* **Brief**:
Return every record in full. Match each one exactly.

* **Material for the task**:
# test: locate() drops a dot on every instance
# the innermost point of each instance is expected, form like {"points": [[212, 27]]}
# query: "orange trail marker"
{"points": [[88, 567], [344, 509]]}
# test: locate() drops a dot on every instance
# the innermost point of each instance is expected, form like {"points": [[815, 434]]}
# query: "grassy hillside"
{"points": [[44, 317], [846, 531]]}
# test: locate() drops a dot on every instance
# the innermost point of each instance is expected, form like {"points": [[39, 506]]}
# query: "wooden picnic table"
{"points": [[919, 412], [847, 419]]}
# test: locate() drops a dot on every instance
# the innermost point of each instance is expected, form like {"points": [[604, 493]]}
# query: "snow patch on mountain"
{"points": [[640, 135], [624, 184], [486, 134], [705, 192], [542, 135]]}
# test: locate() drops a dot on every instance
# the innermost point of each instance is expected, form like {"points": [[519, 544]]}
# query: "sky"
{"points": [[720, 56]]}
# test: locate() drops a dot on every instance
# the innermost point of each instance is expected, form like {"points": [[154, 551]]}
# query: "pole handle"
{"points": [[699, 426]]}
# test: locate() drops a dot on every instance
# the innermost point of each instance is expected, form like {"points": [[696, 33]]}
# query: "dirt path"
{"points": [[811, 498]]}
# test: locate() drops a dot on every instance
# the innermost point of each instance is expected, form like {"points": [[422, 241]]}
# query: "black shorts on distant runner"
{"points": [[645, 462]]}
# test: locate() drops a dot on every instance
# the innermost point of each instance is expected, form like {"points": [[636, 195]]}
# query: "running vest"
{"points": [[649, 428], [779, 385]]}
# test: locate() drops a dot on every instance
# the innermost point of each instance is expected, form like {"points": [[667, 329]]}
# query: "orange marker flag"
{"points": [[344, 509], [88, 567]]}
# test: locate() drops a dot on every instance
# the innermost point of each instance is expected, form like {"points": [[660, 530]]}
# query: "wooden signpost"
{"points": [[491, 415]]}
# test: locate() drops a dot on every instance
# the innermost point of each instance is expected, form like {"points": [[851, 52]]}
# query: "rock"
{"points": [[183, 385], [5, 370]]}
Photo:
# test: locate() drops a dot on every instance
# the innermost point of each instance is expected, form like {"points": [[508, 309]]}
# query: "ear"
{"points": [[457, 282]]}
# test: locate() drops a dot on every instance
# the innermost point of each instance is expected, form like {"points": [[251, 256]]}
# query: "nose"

* **Solution to the exercise**:
# test: locate() drops a dot on every instance
# the innermost point of each instance is expected, form like {"points": [[212, 27]]}
# query: "orange trail marker"
{"points": [[88, 567], [344, 509]]}
# test: locate() drops a dot on every instance
# the innermost point of each instance is expected, form like {"points": [[815, 434]]}
# query: "grassy hillside"
{"points": [[44, 317], [846, 531]]}
# test: locate() drops a dot on every instance
# the innermost point of each instance is expected, form like {"points": [[39, 506]]}
# query: "wooden picnic table"
{"points": [[919, 412], [847, 419]]}
# test: locate() drops a dot on every instance
# the innermost point of each instance is expected, form like {"points": [[604, 493]]}
# query: "snow patch on mountain"
{"points": [[640, 135], [624, 184], [486, 134], [705, 192], [542, 135]]}
# test: locate() drops a dot on every instance
# the innermost point of each instance is expected, form like {"points": [[519, 544]]}
# query: "sky"
{"points": [[720, 56]]}
# test: locate() drops a dot on every instance
# the innermost point of each instance is expected, form like {"points": [[154, 551]]}
# query: "pole handle"
{"points": [[699, 426]]}
# test: locate() drops a dot on every instance
# the innermost point of each instance is expected, form like {"points": [[696, 33]]}
# query: "dirt path"
{"points": [[811, 498]]}
# test: locate() drops a dot on every instance
# the innermost point of each instance is expected, form like {"points": [[422, 241]]}
# query: "black shorts on distant runner"
{"points": [[645, 462]]}
# test: locate() drops a dot on every instance
# the innermost point of each instance is expected, form like {"points": [[636, 195]]}
# query: "running vest"
{"points": [[649, 428], [779, 385]]}
# test: locate() drops a dot on every instance
# the innermost point of each instance is expected, form like {"points": [[667, 329]]}
# query: "orange marker flag"
{"points": [[344, 509], [88, 567]]}
# test: locate() drops a dot on every instance
# the innermost point of each instance is expected, form like {"points": [[660, 530]]}
# query: "wooden signpost"
{"points": [[491, 415]]}
# test: locate() drops a dot on every instance
# the innermost point of each instance is expected, form like {"points": [[851, 52]]}
# query: "rock"
{"points": [[183, 385], [5, 370]]}
Photo:
# test: locate() drops a dot on every instance
# the innermost point of each instance is expected, form like {"points": [[508, 309]]}
# query: "ear"
{"points": [[457, 282]]}
# test: locate() drops a dot on every instance
# the innermost point of each instance is expected, form like {"points": [[251, 256]]}
# query: "nose"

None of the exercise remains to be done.